▶ [WORK ORDER]
Where a line holds the word "wooden", copy that line from the data below.
+ + +
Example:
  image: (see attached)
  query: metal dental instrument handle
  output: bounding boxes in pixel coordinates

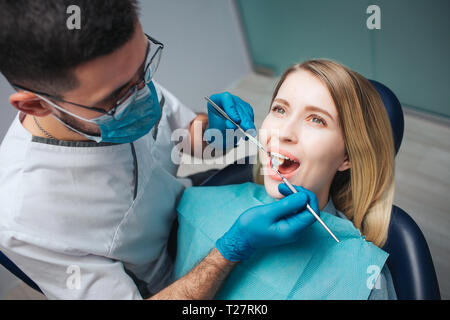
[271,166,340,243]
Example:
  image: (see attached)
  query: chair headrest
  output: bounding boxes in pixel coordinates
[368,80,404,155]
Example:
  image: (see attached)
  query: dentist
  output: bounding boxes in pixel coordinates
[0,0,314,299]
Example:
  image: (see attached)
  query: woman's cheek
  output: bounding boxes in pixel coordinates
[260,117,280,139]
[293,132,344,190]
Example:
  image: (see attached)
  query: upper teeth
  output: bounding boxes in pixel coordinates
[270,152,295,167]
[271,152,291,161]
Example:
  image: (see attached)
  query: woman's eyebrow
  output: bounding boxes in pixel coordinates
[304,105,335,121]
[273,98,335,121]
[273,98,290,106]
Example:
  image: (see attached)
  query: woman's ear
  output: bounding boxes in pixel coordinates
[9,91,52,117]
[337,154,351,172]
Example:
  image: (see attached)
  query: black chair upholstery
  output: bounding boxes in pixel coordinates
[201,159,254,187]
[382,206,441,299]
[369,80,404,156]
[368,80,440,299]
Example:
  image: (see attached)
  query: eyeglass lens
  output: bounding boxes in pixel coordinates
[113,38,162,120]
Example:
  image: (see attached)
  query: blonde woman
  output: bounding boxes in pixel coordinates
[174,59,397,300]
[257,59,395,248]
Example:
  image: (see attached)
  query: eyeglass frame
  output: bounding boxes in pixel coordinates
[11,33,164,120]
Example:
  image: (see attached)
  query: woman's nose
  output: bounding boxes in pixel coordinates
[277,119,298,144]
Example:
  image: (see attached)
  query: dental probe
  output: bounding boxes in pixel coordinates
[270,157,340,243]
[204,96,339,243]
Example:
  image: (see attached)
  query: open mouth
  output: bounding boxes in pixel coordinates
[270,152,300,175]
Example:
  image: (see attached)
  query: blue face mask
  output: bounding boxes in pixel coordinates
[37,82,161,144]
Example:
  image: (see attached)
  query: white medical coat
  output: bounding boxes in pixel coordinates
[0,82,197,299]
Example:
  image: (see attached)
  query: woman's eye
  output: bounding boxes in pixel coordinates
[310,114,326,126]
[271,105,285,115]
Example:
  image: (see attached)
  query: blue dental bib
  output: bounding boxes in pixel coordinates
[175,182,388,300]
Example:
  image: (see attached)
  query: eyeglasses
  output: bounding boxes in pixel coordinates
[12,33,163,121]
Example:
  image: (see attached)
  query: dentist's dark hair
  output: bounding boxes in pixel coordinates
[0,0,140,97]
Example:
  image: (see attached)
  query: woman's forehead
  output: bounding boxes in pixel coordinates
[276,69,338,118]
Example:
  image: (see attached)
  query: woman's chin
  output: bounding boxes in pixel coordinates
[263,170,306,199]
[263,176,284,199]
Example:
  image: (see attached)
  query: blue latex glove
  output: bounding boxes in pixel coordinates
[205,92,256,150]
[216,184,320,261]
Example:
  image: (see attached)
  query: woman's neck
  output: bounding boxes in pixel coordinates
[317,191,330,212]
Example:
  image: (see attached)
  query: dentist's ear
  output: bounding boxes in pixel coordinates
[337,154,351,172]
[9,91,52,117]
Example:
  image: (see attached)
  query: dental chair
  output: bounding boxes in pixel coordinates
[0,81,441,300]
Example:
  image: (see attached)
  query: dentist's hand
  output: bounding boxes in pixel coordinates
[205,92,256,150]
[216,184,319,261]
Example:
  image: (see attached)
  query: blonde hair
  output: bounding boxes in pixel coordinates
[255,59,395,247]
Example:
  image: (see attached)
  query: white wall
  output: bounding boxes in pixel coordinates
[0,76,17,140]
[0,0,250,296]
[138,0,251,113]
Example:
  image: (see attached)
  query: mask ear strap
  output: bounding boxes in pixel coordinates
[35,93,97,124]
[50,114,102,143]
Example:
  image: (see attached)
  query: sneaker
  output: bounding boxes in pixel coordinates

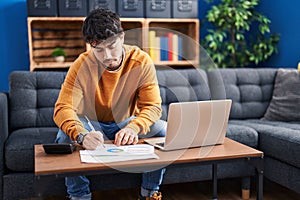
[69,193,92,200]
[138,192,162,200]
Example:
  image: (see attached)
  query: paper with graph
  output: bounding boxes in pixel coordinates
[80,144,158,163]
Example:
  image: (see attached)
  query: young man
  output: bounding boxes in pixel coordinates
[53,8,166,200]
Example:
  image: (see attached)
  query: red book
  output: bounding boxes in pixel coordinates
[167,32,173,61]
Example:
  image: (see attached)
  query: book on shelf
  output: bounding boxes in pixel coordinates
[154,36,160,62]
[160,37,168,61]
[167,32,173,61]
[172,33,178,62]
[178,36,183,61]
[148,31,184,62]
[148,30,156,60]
+ + +
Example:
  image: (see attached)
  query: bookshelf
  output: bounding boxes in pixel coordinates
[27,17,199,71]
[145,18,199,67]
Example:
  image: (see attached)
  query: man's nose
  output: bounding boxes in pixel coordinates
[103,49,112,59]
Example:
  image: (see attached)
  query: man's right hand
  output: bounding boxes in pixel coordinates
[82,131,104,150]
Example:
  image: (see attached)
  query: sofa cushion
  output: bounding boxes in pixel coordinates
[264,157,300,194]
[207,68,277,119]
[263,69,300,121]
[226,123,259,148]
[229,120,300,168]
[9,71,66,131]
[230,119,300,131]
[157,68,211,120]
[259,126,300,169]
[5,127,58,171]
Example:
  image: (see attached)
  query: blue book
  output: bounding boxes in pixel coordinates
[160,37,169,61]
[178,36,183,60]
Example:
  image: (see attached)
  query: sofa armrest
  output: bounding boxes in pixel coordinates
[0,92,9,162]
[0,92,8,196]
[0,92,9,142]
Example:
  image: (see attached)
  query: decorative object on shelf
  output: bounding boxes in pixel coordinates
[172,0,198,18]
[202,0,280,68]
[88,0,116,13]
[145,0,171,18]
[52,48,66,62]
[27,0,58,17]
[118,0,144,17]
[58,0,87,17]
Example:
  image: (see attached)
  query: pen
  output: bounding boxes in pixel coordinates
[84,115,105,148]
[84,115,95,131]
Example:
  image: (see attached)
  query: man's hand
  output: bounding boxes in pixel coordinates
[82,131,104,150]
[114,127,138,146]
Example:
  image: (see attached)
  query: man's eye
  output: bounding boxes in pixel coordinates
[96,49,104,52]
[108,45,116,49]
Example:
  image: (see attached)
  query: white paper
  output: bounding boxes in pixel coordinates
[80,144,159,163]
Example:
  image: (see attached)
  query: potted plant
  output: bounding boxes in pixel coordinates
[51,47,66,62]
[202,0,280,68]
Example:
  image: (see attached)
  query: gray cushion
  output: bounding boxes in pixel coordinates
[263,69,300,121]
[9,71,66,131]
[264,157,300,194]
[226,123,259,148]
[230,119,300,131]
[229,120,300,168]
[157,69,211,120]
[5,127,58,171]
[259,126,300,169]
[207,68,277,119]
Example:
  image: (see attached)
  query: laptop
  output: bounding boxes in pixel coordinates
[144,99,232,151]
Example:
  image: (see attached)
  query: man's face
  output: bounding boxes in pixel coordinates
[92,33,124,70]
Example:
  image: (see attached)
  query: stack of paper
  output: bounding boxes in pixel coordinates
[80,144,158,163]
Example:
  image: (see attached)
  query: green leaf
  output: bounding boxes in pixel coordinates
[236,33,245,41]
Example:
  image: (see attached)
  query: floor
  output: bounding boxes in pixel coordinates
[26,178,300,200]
+ + +
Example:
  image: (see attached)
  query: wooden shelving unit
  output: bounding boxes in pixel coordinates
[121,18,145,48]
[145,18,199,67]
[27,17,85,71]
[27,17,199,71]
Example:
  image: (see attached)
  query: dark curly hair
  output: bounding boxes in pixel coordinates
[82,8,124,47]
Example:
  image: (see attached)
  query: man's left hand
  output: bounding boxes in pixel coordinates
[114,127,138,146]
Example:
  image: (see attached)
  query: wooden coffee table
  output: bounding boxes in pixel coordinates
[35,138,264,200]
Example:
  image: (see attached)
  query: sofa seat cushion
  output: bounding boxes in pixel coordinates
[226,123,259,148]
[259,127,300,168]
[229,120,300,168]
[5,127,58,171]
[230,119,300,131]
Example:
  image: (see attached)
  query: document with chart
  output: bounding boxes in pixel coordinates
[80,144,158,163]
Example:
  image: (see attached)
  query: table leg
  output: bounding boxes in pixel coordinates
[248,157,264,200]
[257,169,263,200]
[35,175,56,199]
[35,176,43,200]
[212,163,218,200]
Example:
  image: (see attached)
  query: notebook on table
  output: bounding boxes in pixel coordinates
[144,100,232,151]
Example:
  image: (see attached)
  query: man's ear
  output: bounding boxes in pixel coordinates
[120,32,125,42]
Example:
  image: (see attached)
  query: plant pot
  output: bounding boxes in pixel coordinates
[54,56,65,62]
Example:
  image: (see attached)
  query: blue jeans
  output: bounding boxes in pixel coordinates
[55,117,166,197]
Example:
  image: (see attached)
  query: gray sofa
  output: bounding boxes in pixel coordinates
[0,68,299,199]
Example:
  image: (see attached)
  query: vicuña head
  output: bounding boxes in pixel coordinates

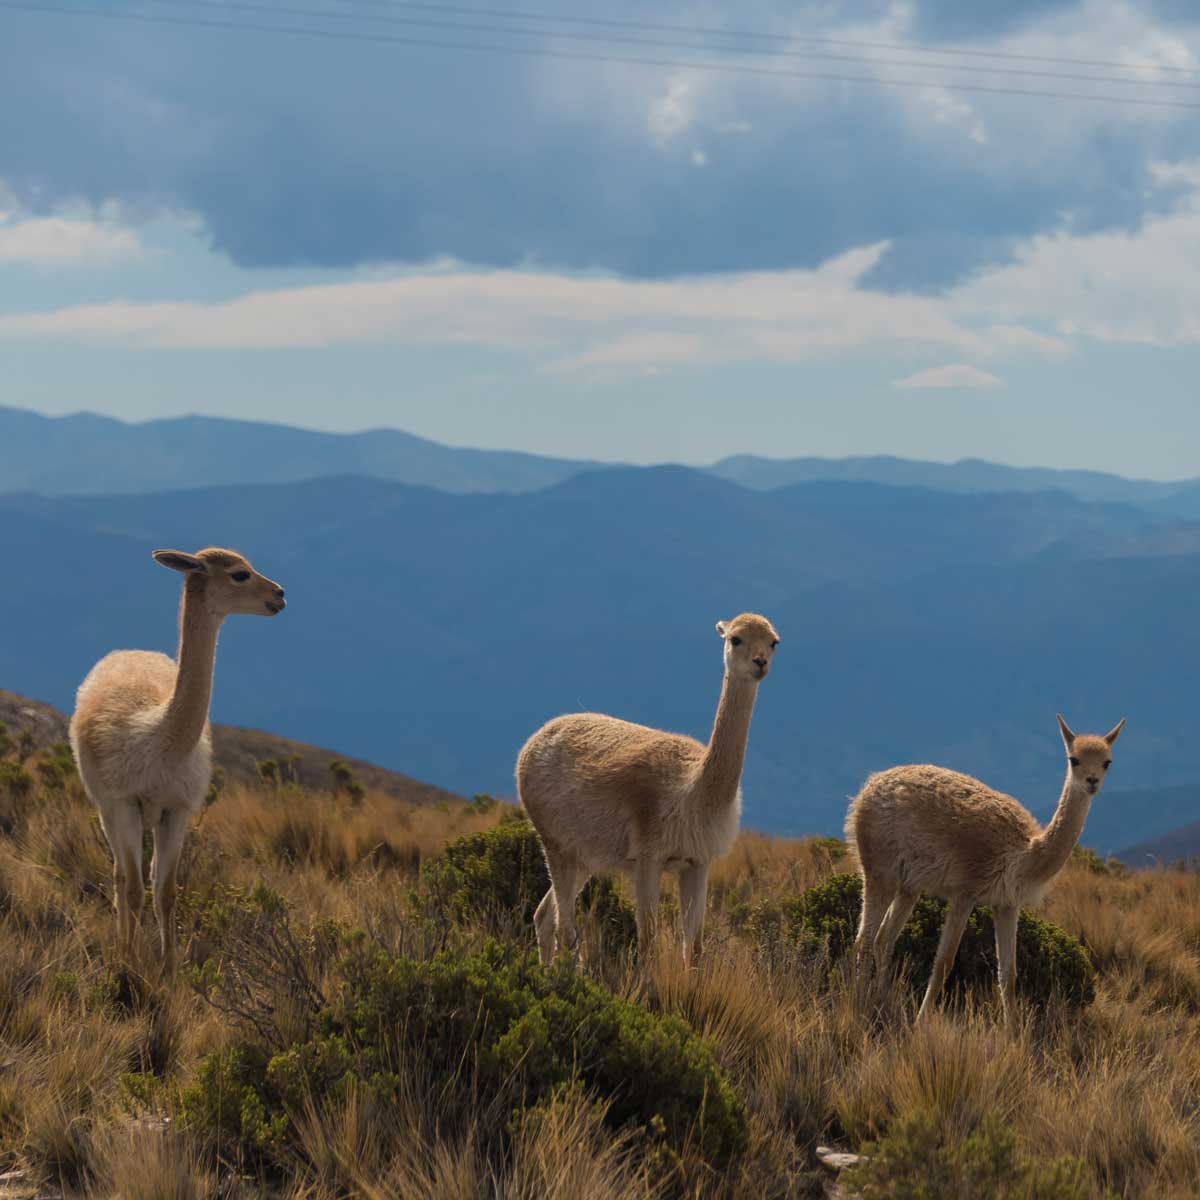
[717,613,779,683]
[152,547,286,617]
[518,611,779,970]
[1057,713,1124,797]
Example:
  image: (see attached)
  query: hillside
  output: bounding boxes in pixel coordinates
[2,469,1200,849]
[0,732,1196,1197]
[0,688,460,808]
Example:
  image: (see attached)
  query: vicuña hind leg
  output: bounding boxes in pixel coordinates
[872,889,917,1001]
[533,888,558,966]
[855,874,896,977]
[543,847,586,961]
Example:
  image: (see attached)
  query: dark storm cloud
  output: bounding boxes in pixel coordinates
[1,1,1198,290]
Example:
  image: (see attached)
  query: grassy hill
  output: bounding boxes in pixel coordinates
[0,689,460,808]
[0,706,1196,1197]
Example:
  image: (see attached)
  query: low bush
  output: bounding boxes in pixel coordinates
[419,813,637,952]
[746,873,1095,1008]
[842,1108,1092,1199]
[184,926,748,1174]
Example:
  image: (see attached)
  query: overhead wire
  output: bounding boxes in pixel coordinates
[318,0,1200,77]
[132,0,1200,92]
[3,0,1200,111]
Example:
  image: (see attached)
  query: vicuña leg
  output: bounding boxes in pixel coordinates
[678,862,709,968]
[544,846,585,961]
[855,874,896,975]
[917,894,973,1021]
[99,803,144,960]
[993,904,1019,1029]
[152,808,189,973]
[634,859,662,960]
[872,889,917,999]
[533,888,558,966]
+ + +
▶ [WRITTEN SOLUTION]
  query: wooden shelving unit
  query: wooden coffee table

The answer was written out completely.